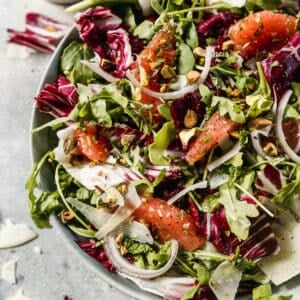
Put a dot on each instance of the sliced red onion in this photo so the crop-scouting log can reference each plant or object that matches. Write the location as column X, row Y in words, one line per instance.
column 171, row 287
column 167, row 95
column 94, row 65
column 255, row 139
column 137, row 231
column 228, row 155
column 97, row 217
column 125, row 267
column 279, row 130
column 208, row 58
column 198, row 185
☆ ☆ ☆ ☆ ☆ ☆ ☆
Output every line of the items above as a JSON array of strings, one string per line, omitting blank lines and the pictures.

▶ _Exercise result_:
[
  "Put a dot on each instance of the sliced red onion in this photo so the crop-scouting log can reference each plant or object that matches. Write the location as column X, row Y in words, one line per instance.",
  "column 171, row 287",
  "column 167, row 95",
  "column 94, row 65",
  "column 255, row 139",
  "column 137, row 231",
  "column 228, row 155",
  "column 97, row 217",
  "column 125, row 267",
  "column 279, row 130",
  "column 208, row 58",
  "column 198, row 185"
]